§ Lines of data:

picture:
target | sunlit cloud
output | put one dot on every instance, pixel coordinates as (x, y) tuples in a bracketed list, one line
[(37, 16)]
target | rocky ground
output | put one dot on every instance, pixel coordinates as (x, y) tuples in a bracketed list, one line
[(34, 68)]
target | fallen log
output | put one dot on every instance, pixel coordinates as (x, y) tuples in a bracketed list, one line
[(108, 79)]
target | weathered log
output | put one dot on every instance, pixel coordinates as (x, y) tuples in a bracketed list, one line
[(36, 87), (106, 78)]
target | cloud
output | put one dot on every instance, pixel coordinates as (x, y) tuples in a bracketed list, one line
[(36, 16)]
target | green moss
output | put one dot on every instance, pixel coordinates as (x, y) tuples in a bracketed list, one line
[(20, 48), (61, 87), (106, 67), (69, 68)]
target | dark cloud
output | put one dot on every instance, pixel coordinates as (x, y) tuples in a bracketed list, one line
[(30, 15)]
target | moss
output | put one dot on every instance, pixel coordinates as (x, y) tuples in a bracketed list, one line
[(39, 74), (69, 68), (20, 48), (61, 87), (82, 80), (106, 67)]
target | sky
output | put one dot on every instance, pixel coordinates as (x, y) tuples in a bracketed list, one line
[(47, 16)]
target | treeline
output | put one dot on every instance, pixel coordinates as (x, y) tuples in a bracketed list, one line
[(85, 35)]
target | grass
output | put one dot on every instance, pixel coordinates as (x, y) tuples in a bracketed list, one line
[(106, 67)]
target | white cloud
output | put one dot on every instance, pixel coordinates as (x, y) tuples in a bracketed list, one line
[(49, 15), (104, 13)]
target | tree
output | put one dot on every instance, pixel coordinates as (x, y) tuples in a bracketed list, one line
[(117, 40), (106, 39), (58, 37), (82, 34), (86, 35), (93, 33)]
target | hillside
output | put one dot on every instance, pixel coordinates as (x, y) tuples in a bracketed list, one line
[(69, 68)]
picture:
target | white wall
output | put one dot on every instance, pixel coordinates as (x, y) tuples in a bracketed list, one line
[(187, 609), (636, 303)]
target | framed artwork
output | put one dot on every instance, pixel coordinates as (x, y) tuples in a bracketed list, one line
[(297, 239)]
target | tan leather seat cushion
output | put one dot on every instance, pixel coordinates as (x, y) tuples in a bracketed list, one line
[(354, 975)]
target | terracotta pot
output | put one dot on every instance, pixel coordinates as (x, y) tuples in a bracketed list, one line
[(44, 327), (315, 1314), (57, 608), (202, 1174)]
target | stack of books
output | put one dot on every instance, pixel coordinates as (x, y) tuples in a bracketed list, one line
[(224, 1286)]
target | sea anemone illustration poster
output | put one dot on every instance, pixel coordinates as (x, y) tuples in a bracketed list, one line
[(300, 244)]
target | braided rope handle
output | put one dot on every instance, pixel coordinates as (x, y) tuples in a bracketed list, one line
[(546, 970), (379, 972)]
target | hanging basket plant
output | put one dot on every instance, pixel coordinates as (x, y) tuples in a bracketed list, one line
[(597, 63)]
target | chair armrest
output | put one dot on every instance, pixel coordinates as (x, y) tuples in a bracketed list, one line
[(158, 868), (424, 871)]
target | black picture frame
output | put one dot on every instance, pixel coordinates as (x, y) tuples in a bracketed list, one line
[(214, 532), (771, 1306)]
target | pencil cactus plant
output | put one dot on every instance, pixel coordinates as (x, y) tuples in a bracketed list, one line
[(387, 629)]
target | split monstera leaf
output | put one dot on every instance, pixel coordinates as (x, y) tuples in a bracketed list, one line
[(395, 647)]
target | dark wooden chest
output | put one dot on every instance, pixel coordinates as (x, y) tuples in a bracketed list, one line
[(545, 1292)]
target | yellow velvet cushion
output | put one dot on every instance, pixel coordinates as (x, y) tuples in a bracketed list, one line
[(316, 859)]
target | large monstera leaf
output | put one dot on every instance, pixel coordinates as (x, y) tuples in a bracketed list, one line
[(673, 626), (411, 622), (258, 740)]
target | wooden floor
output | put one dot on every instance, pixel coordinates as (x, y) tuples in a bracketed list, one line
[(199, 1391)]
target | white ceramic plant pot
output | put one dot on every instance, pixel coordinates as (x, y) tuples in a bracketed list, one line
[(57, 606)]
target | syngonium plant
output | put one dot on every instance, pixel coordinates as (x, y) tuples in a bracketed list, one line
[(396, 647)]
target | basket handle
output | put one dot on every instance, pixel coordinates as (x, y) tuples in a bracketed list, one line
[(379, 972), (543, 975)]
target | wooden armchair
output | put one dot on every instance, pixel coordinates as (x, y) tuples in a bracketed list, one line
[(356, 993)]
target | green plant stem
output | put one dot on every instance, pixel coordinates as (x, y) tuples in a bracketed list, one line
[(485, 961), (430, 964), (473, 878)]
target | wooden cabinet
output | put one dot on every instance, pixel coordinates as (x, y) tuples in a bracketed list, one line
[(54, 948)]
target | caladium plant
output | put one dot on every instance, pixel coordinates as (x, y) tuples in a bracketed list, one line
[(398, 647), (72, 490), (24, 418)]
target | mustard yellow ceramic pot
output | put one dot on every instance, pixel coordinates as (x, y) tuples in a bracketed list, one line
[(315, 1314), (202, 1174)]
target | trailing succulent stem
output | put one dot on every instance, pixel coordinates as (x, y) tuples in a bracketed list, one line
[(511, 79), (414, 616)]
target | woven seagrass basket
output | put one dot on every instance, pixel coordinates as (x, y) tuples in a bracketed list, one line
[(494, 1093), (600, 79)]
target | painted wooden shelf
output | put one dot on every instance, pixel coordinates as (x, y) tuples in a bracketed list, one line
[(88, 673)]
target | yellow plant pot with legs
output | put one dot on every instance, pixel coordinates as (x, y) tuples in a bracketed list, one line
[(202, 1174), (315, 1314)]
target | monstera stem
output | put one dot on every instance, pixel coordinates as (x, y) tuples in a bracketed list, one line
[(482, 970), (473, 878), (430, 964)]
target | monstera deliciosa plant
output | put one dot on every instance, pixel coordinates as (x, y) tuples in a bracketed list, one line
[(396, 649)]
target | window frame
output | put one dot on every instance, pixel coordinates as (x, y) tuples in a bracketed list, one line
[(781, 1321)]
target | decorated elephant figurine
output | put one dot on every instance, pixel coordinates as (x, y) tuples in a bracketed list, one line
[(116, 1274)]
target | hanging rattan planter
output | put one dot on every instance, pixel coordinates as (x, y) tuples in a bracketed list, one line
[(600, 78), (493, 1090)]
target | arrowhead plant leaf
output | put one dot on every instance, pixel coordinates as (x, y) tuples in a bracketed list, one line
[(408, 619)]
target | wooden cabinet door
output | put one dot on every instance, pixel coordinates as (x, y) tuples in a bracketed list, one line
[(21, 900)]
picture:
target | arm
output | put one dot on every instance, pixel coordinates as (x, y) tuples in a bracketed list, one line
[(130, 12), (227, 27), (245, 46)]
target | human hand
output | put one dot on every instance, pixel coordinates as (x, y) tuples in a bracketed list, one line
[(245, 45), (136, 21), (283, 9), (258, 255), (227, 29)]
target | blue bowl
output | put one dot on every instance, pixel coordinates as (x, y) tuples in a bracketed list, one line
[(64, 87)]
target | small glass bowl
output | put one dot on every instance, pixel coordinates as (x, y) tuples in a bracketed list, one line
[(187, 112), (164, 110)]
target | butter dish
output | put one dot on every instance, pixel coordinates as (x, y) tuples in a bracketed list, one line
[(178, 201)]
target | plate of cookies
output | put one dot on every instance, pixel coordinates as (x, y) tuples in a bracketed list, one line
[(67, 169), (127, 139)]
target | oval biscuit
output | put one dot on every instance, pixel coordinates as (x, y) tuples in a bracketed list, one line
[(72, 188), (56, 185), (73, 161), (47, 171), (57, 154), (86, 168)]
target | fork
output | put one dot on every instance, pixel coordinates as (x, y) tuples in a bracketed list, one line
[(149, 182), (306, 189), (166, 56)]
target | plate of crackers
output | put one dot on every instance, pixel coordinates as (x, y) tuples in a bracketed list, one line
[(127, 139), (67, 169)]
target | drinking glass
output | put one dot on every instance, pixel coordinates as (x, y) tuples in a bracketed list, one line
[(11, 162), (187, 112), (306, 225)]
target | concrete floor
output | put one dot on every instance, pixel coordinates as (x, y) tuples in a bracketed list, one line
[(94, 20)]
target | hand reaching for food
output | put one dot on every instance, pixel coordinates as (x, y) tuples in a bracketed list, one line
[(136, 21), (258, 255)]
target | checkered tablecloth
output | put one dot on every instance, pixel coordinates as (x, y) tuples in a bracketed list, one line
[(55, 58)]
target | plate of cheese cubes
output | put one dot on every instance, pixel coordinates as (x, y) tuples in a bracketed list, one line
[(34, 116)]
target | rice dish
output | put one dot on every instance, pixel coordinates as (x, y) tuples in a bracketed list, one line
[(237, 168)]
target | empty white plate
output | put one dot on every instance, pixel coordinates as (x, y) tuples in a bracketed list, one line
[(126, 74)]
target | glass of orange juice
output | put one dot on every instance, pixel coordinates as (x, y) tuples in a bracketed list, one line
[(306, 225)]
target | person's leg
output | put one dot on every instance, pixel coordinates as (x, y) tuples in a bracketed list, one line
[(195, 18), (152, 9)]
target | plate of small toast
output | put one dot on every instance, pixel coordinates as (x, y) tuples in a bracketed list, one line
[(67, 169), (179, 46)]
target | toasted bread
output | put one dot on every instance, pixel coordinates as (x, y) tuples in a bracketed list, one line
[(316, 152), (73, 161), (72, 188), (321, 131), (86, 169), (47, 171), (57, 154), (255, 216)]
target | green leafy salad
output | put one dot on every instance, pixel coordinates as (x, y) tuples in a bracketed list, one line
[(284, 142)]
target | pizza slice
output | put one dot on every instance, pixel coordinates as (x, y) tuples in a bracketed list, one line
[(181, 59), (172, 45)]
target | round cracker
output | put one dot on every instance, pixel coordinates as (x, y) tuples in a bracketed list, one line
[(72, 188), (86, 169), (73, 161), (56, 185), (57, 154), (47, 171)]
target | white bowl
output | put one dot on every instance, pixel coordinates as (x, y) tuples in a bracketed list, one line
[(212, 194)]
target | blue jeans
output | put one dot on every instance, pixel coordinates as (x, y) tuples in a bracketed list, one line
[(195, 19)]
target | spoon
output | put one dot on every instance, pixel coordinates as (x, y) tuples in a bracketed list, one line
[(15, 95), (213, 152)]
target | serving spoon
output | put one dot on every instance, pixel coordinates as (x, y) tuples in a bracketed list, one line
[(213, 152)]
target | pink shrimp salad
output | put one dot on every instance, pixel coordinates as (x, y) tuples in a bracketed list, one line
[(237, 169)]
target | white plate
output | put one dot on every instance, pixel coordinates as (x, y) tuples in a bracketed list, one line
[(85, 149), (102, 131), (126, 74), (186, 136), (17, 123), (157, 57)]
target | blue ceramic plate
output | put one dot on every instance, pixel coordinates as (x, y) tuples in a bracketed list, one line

§ Exercise details:
Can you copy the listing exactly, from the line with "target | sea anemone illustration poster" through the line with "[(316, 859)]", both included?

§ Response:
target | sea anemone illustration poster
output | put one dot on every instance, pixel coordinates as (x, y) tuples in a bracketed list, one line
[(300, 244)]
target | braided rope handle
output | put one dot on every instance, pixel coordinates as (x, y) tuples in a bracketed list, one line
[(546, 970), (379, 972)]
target | hanging basket plant
output | put one dot on every instance, pixel coordinates as (x, y) tuples in a bracketed list, one line
[(597, 63)]
target | chair armrest
output | put one dot on every instance, pixel coordinates as (x, y) tuples in a bracketed list, one line
[(158, 868), (424, 871)]
target | black picture frame
output | put one dot on every instance, pixel coordinates as (x, y) tuples in a bracketed list, one line
[(214, 532), (771, 1306)]
target | pencil cactus plant
output | put one dot on every instance, pixel coordinates as (x, y) tuples in a bracketed list, one line
[(387, 629)]
target | split monstera leaf
output | put one dot on every instance, pixel coordinates as (x, y) tuples in a bracketed list, one line
[(395, 647)]
target | dark wooden chest
output | put one dot on every instance, pixel coordinates as (x, y) tuples in a bracketed list, one line
[(545, 1292)]
target | yellow velvet cushion
output | put one dot on every instance, pixel coordinates as (x, y) tuples in a bracketed list, one line
[(316, 859)]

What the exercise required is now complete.